Exercise requirements:
Reproduce the items below from their first line through the line containing "19. The weathered", swapping "limestone" for "sandstone" and leaving everything else untouched.

Data to process:
+++
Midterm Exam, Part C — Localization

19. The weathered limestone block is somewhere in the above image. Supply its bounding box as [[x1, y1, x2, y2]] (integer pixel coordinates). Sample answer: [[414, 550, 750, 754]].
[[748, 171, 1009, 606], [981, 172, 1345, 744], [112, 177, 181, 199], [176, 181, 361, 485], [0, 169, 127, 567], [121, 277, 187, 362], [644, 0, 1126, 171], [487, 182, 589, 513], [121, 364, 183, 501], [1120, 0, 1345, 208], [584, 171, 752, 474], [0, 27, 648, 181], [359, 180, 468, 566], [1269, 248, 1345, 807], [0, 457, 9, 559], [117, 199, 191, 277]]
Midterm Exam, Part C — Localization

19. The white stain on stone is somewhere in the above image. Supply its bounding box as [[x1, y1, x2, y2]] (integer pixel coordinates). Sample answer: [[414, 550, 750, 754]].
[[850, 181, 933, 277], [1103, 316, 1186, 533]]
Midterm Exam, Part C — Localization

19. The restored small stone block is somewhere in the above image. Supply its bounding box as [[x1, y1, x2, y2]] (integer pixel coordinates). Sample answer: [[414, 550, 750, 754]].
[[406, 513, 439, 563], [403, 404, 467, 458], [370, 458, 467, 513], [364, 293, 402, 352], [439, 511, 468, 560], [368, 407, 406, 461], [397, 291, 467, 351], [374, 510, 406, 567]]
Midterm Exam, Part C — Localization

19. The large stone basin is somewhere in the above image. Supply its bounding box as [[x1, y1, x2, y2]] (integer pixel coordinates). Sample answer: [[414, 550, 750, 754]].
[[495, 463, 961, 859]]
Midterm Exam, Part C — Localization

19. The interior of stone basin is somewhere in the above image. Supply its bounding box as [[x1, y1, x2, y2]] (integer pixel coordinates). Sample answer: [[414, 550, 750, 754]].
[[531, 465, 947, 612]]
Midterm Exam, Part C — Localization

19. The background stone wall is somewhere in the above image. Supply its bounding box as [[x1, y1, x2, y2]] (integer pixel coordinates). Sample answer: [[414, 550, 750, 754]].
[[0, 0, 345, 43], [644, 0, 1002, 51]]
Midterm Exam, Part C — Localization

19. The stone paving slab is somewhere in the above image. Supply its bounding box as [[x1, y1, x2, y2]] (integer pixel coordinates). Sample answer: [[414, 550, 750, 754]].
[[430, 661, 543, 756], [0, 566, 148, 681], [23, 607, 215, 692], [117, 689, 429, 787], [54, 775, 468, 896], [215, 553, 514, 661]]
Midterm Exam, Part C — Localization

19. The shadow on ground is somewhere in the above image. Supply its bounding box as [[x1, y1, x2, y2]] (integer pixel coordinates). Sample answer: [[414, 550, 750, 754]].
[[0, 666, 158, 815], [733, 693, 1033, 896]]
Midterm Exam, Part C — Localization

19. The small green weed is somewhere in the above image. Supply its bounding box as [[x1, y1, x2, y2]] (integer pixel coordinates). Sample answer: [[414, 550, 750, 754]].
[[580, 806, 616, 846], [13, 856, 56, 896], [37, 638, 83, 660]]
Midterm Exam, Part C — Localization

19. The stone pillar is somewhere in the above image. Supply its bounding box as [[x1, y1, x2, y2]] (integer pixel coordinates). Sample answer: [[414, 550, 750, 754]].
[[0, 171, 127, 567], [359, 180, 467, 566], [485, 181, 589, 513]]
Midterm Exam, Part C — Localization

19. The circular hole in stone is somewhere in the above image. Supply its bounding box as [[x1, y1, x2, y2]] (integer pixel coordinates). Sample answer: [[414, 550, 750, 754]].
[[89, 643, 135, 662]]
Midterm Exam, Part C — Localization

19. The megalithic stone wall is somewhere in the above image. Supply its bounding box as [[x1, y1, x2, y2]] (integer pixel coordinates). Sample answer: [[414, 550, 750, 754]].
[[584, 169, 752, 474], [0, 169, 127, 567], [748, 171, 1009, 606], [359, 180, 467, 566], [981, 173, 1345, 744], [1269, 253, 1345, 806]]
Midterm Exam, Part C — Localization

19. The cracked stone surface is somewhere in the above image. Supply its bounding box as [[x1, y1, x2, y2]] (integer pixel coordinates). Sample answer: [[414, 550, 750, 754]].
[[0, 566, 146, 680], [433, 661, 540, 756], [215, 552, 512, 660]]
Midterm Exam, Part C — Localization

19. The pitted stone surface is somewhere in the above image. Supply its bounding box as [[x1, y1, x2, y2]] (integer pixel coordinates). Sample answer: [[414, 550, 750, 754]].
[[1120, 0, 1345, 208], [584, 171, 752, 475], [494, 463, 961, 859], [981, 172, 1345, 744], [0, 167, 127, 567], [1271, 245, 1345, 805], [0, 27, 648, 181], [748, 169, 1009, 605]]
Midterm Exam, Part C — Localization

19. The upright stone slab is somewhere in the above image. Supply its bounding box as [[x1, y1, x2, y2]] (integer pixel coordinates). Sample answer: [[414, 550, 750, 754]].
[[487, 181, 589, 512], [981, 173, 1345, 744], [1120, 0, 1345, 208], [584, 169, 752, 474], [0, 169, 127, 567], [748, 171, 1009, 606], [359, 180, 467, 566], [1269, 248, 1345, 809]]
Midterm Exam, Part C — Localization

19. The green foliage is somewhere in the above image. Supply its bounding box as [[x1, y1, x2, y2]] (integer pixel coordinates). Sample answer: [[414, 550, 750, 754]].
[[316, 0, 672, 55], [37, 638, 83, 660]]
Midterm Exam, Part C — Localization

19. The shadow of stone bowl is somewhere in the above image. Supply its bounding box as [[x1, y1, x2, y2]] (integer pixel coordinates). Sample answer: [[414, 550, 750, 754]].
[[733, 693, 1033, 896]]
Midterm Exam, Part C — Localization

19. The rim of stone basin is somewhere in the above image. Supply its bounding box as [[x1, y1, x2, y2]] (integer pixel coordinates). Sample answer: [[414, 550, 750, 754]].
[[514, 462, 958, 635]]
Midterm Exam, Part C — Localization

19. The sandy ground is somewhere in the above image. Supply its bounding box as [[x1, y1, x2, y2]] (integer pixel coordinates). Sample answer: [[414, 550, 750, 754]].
+++
The response:
Midterm Exam, Part C — Localization

19. The weathered sandstone block is somewhere in the above image. Supply its bounding box as [[x1, y1, x2, y2]] (integer pixel coordinates). Sample answer: [[414, 550, 750, 754]].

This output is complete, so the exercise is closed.